Their website sucks now, doesn't it? When they had the PDF of the catalog, at least I could find stuff. Do you have a link to the page that has the tailgate motor upgrade? I'm definitely interested in seeing your results from it.

I can say I enjoyed being able to flip from page to page as if I had the catalog in front of me.

This is the link to the window wiring upgrade. They do not make one specificly for the tailgate but it is the same concept. Yes I could easily make this up myself but it is convenient, fairly inexpensive, and now I have spare relays.
https://www.lmctruck.com/1973-91-chevy-gmc/door-parts/cc-csb-heavy-duty-power-window-harness
 
I thought it was an actual upgraded motor. My mistake.

I'm not an electrician, but I don't understand how relays help in this case. Relays are often used to shorten the run of the wires carrying the load. I don't see the switch as offering anything other than momentary resistance. Once contact is made, it's made. I don't see how this appreciably shortens the run of the load carrying wires, although it would certainly reduce wear and tear on the switch itself. If the wiring itself is compromised, obviously the kit would help that as well.

A gear reduction motor with more torque is what I'd like to see, although the motor in the videos in this thread certainly operates better than mine does. It's been awhile, but the replacement motor I have in now was just as crummy in operation as the one it replaced. I know the aftermarket (the parts store cheapies, not high end aftermarket) is generally about cutting corners where they can, so that isn't saying a whole lot.
 
Its all about resistance and amperage. The switches dont handle the load well. They are more suited to activate the relays which are utilizing a thicker gauge wire to carry the amperage requirement for the length. Same reason why you dont run power through your ignition switch to turn the starter.
 
If the switch couldn't handle it, it would melt and/or burn, no? IIRC there is a breaker on the fuse panel that determines if the load is too much or not.
 
In some cases that happens. I have had these connectors crumble in my hand due to repeated exposure to high heat. Remember these things were built for cost effectiveness at the expense of quality. When motors get old and mechanical components wear cause drag putting more stress on the system. That is why you see windows that take thirty seconds to roll up. The reason these upgrade kits work because you are eliminating the resistance from inadequate wire quality and size. You have to lower resistance to pass more current.

▶ _Information shown_:
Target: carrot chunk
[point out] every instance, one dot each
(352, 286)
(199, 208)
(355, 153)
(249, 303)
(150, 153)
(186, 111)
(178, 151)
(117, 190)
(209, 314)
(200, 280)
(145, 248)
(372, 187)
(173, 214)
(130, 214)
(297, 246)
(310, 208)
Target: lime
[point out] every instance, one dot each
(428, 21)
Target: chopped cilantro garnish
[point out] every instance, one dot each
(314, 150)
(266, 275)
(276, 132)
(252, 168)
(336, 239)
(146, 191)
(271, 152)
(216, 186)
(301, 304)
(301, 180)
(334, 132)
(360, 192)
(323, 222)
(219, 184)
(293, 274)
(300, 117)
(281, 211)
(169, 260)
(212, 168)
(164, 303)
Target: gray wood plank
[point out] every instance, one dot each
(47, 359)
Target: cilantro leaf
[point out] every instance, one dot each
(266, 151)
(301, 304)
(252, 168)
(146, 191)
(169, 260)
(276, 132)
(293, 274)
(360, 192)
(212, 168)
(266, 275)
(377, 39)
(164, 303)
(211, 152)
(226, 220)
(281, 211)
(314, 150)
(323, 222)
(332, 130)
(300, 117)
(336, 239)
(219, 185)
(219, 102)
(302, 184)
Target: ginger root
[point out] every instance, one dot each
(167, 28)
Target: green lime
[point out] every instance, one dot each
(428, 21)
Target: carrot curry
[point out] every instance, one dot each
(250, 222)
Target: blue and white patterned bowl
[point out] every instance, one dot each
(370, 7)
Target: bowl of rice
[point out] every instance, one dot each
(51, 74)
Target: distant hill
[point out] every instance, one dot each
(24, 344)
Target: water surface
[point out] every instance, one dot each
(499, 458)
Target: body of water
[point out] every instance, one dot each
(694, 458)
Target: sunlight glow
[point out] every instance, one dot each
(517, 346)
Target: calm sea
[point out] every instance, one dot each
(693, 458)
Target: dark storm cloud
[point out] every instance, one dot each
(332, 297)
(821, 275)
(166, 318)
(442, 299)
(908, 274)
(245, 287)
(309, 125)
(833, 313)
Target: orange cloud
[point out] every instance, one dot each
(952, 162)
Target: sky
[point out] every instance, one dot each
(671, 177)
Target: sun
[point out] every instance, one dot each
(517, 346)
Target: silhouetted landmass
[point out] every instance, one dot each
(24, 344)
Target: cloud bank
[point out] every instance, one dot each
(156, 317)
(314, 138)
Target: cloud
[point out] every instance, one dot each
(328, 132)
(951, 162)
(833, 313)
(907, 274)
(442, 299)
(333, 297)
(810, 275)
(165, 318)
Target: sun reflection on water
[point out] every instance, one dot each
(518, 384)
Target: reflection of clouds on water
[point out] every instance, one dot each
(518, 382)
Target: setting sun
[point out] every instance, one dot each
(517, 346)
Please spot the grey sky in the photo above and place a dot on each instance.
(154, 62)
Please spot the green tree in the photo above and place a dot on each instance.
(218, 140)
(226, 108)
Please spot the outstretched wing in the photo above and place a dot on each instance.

▶ _Exercise 1_: In the window wiring thread, what does the poster who bought the wiring upgrade say they now have spares of?
▶ _Exercise 2_: Reproduce the window wiring thread from "I can say I" to "motor. My mistake.".

▶ _Output 1_: Relays.

▶ _Output 2_:
I can say I enjoyed being able to flip from page to page as if I had the catalog in front of me.

This is the link to the window wiring upgrade. They do not make one specificly for the tailgate but it is the same concept. Yes I could easily make this up myself but it is convenient, fairly inexpensive, and now I have spare relays.
https://www.lmctruck.com/1973-91-chevy-gmc/door-parts/cc-csb-heavy-duty-power-window-harness
 
I thought it was an actual upgraded motor. My mistake.